» What is expected: From the biography of Theresa Jane Kerr, extract the words between "Theresa Jane Kerr, Marchioness" and "their own right.", inclusive.

** Start of Supplied text **

Theresa Jane Kerr, Marchioness of Lothian, 16th Lady Herries of Terregles (née Fitzalan-Howard; born 24 January 1945) is a British aristocrat and philanthropist. Wife of the 13th Marquess of Lothian, in 2017, she inherited the Scottish title Lady Herries of Terregles from her sister, Mary, thus making her and her husband one of few couples who each hold a hereditary peerage in their own right.

Life
Born Lady Jane Fitzalan-Howard on 24 January 1945, she is the youngest of four daughters of Bernard Fitzalan-Howard, 16th Duke of Norfolk and The Hon. Lavinia Strutt. She is a member of the ancient Fitzalan-Howard family, one of the most prominent noble families and most high-profile recusant families in England. She grew up at the Fitzalan-Howard's family seat, Arundel Castle, in West Sussex. Her elder sisters were: Anne Cowdrey, 14th Lady Herries of Terregles, Mary Mumford, 15th Lady Herries of Terregles, and Lady Sarah Clutton.

** End of Supplied text **
** Start of Entries provided **

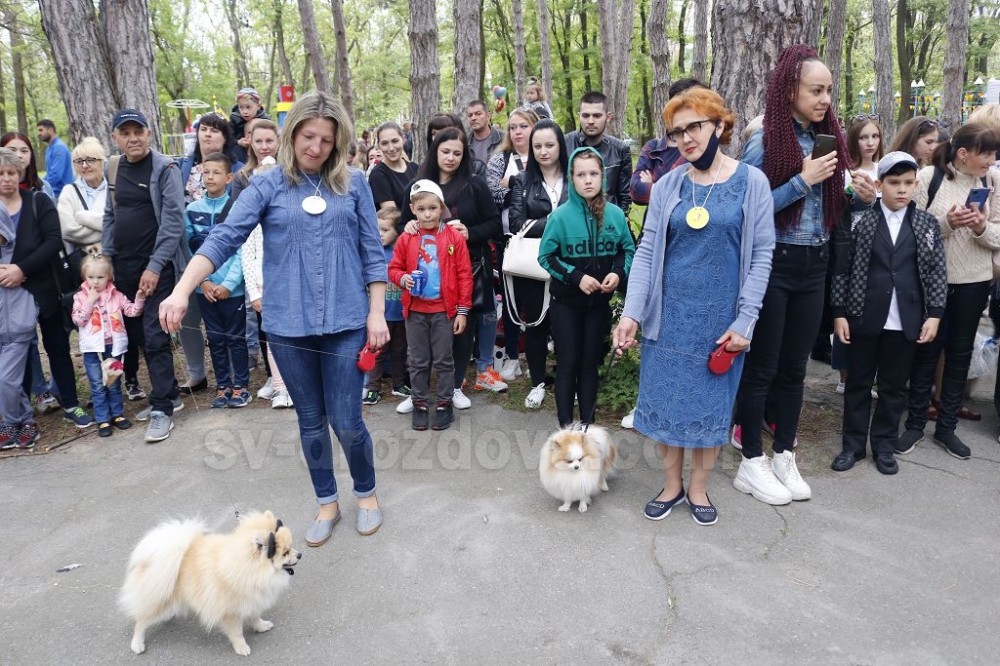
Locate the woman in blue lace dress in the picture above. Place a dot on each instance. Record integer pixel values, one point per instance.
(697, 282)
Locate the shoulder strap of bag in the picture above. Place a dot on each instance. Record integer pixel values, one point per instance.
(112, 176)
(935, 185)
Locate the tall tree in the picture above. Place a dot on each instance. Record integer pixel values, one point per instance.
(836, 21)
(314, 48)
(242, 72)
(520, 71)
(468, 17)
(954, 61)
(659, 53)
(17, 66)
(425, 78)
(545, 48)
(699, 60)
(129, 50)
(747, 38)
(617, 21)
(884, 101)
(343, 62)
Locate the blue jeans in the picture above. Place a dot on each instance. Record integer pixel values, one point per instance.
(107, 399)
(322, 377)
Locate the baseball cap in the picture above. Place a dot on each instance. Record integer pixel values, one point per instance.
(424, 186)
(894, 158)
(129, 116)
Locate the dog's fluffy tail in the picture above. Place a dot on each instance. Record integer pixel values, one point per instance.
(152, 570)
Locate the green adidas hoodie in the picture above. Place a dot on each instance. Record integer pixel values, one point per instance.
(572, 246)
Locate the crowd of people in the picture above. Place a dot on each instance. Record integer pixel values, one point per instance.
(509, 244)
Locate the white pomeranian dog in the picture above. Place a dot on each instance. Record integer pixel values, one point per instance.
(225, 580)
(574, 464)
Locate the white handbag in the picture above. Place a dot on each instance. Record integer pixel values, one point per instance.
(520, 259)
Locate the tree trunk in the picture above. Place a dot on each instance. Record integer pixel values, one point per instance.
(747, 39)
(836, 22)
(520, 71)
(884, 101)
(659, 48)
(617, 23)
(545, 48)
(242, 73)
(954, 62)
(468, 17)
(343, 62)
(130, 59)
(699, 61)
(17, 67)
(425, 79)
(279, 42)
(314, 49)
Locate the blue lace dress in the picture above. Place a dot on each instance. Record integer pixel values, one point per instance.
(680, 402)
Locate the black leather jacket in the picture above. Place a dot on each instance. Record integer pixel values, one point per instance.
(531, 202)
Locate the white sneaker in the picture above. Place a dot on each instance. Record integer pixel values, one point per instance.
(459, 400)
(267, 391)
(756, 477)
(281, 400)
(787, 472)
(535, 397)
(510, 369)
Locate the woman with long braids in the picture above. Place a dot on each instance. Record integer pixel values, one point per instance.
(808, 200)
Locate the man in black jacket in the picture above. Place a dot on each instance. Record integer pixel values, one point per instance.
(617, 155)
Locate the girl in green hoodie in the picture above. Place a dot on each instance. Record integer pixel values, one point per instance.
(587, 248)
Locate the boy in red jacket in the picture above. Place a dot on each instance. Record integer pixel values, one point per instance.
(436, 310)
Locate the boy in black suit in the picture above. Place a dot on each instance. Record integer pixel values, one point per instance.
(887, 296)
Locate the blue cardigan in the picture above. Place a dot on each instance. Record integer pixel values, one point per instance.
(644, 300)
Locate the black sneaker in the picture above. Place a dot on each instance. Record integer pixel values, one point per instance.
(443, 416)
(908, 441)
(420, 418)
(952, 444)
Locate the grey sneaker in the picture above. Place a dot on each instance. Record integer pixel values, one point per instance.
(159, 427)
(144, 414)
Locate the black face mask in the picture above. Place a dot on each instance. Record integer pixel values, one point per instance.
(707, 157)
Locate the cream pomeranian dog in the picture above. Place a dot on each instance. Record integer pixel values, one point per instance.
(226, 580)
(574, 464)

** End of Entries provided **

» Exercise answer:
Theresa Jane Kerr, Marchioness of Lothian, 16th Lady Herries of Terregles (née Fitzalan-Howard; born 24 January 1945) is a British aristocrat and philanthropist. Wife of the 13th Marquess of Lothian, in 2017, she inherited the Scottish title Lady Herries of Terregles from her sister, Mary, thus making her and her husband one of few couples who each hold a hereditary peerage in their own right.